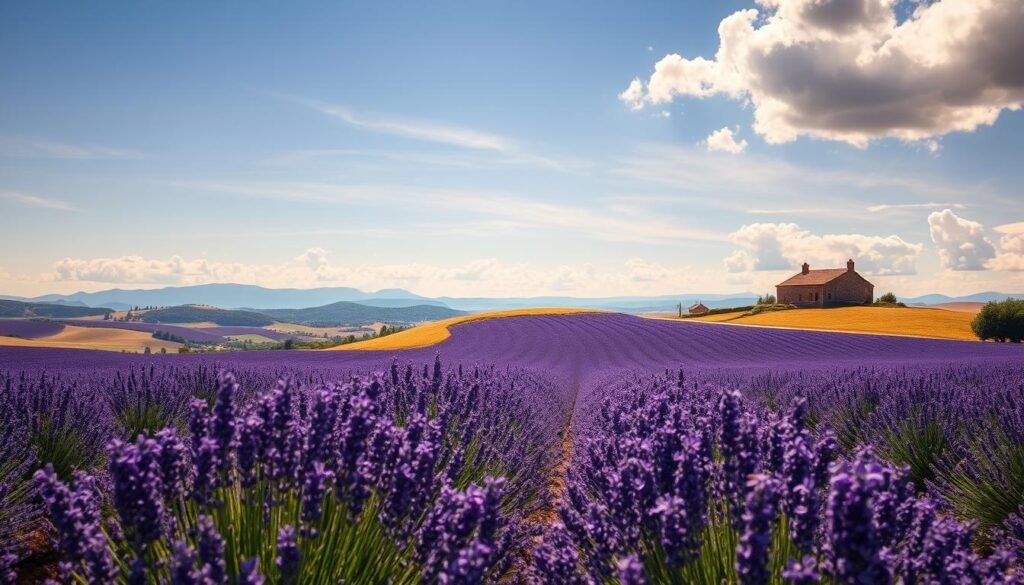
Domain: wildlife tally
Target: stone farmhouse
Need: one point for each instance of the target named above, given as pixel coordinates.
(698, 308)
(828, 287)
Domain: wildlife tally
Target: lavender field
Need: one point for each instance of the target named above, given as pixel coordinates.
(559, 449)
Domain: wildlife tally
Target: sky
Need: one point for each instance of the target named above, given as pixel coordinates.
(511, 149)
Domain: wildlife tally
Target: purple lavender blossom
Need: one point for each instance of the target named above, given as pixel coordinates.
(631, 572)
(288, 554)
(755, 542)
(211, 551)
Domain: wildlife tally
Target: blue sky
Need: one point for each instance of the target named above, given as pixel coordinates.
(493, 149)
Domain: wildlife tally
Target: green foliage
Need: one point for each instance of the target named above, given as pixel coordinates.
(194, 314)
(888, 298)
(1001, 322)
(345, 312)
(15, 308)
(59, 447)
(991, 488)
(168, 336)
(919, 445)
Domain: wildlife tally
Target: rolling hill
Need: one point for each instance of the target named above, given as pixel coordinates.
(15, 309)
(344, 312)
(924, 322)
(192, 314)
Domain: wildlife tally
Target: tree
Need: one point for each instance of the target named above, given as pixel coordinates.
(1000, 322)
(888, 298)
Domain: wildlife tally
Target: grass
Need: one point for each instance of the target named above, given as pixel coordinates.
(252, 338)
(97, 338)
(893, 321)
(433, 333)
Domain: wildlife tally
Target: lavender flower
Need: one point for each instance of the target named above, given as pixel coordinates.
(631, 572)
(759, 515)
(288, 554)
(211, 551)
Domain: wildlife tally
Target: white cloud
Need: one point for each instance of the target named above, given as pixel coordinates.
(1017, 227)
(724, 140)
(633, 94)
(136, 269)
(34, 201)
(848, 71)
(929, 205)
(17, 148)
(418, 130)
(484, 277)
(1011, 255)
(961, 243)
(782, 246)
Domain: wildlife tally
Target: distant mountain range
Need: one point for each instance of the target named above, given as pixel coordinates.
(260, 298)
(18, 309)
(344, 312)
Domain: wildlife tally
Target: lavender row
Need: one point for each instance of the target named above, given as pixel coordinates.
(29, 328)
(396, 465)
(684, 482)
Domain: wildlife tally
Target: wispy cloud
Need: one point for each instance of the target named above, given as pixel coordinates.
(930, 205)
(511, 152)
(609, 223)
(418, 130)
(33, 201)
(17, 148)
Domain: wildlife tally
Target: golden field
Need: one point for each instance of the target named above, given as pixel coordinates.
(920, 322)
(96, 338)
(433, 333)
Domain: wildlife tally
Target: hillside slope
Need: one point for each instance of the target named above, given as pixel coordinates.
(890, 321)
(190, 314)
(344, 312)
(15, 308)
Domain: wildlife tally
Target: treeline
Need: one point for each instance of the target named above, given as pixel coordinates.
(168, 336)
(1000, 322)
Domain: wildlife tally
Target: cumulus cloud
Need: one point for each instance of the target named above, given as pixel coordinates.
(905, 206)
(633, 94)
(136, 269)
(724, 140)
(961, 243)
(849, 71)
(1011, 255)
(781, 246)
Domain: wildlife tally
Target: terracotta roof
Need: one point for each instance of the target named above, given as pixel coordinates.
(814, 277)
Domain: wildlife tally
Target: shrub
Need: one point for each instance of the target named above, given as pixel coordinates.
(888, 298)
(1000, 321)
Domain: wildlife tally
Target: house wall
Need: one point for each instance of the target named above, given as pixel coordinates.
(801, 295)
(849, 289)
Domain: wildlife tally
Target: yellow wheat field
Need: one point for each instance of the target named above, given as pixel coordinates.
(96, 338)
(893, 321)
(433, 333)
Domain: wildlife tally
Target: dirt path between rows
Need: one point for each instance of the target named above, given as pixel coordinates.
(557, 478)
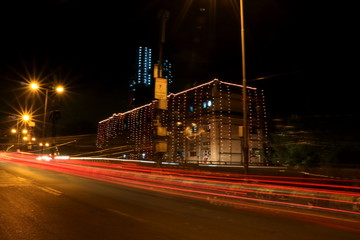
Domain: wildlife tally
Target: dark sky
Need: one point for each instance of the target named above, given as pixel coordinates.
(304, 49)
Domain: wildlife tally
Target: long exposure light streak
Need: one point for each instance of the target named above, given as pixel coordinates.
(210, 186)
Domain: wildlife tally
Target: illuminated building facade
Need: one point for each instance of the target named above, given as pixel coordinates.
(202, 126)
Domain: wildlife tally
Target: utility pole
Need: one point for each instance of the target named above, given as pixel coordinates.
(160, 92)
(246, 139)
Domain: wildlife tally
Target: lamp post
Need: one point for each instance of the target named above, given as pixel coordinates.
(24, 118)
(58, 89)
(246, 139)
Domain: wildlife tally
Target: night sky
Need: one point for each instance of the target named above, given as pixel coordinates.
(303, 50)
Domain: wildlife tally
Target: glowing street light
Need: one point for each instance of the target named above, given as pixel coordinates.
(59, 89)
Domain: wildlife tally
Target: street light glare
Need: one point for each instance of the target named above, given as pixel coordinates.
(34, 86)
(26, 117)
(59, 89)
* * *
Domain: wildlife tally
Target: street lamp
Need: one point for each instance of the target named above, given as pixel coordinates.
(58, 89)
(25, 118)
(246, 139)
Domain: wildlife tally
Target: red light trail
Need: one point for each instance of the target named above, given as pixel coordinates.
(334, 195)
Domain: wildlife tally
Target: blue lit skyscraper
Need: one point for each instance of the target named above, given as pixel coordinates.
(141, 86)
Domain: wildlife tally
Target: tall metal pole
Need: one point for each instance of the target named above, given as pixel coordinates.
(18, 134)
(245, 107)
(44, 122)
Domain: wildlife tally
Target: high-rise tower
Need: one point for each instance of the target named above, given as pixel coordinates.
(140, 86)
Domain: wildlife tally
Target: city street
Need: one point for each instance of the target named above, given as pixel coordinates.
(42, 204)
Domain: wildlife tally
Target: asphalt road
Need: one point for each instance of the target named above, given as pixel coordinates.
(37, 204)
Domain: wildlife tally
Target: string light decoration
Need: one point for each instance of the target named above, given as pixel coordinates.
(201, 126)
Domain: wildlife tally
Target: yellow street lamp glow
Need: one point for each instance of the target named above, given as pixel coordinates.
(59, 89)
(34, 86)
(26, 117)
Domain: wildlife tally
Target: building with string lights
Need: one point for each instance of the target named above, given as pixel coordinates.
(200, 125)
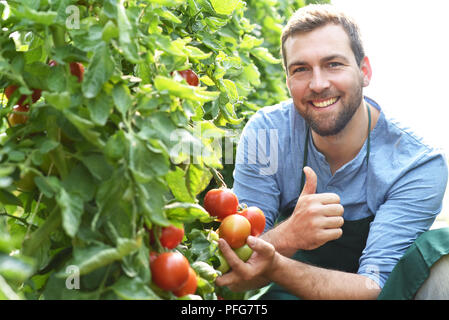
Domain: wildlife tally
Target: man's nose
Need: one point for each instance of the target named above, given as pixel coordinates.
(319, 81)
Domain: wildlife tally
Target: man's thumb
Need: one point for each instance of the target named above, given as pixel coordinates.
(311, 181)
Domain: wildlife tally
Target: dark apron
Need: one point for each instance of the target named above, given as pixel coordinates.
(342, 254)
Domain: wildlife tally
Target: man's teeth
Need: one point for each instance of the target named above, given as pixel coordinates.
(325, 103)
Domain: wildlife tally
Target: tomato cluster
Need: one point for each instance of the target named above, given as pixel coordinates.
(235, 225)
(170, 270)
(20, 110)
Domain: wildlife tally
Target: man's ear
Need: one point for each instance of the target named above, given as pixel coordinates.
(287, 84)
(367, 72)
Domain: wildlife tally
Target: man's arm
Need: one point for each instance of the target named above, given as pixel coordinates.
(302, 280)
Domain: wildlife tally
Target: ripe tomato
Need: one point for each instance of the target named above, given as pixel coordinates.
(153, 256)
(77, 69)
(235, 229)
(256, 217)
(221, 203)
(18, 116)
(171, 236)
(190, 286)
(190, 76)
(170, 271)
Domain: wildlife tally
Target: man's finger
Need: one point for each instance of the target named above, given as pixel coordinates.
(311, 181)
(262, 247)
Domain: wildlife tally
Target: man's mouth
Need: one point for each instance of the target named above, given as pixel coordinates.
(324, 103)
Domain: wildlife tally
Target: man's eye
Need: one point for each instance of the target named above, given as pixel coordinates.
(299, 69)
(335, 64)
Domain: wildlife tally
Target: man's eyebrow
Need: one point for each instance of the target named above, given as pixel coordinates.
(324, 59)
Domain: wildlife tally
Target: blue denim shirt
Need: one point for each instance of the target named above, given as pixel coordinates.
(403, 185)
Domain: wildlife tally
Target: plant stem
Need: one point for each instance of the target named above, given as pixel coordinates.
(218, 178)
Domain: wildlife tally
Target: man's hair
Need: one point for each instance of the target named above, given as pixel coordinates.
* * *
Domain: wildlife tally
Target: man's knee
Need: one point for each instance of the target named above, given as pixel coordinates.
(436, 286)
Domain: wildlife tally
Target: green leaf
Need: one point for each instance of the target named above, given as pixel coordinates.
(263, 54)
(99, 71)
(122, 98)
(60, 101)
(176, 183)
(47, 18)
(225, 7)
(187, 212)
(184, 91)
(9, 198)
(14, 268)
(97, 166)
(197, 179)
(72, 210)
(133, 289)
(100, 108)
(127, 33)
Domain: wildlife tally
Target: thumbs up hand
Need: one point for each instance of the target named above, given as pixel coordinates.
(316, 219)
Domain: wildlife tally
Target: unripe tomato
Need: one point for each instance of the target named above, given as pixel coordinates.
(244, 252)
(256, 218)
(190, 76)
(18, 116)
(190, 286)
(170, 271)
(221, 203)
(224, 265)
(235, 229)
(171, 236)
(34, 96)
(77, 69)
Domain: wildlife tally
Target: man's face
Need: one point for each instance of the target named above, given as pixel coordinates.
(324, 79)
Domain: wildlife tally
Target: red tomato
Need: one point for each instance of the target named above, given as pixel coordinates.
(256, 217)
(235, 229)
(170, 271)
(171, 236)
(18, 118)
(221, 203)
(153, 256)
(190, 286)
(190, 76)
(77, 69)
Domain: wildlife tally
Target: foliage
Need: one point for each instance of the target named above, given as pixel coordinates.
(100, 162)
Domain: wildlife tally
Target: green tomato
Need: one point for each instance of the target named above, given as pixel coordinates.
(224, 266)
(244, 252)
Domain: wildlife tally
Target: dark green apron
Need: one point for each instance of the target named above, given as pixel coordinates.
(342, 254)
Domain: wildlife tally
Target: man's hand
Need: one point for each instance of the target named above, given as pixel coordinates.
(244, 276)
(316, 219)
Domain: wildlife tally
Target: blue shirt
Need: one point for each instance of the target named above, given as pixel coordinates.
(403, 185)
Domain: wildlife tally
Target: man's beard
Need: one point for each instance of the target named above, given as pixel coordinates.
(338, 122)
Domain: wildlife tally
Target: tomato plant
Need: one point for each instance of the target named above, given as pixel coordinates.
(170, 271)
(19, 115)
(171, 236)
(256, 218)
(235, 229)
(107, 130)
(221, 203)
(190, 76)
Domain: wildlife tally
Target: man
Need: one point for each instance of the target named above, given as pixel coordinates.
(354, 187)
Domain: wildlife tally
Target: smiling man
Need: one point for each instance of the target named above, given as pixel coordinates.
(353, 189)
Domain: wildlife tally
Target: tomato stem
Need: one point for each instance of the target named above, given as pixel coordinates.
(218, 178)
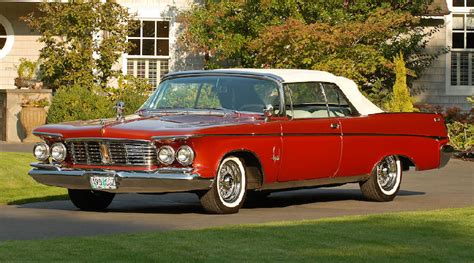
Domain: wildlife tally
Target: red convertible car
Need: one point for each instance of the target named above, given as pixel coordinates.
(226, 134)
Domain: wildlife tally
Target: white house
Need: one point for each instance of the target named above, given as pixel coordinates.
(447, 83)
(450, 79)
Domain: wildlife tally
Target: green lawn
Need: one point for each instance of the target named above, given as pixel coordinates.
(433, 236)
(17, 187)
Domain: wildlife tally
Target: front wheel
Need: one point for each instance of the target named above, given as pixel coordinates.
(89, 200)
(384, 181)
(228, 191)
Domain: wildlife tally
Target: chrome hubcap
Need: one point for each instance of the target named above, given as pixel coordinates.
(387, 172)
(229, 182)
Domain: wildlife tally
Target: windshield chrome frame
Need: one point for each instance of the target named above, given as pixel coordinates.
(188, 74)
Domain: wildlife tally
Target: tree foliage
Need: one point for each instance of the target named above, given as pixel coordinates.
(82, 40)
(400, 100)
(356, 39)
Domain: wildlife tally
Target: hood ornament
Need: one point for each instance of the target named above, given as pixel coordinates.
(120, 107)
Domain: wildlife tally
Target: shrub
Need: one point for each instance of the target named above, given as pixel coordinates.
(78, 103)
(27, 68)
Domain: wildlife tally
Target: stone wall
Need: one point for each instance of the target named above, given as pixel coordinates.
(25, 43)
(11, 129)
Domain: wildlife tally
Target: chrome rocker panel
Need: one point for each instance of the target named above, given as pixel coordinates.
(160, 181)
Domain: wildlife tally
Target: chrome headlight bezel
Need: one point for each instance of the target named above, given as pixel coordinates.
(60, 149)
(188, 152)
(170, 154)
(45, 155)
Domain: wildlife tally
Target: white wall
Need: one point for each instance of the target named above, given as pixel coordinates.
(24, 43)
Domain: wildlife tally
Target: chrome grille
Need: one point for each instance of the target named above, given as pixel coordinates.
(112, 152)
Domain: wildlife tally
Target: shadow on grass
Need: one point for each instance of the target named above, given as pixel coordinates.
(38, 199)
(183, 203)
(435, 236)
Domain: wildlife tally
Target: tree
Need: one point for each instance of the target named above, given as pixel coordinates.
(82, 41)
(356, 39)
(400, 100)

__WHAT IS EXPECTED__: Go through the listing above and return every line where the word "stem" occurs.

__ANSWER SECTION__:
Target: plant stem
Target: tomato stem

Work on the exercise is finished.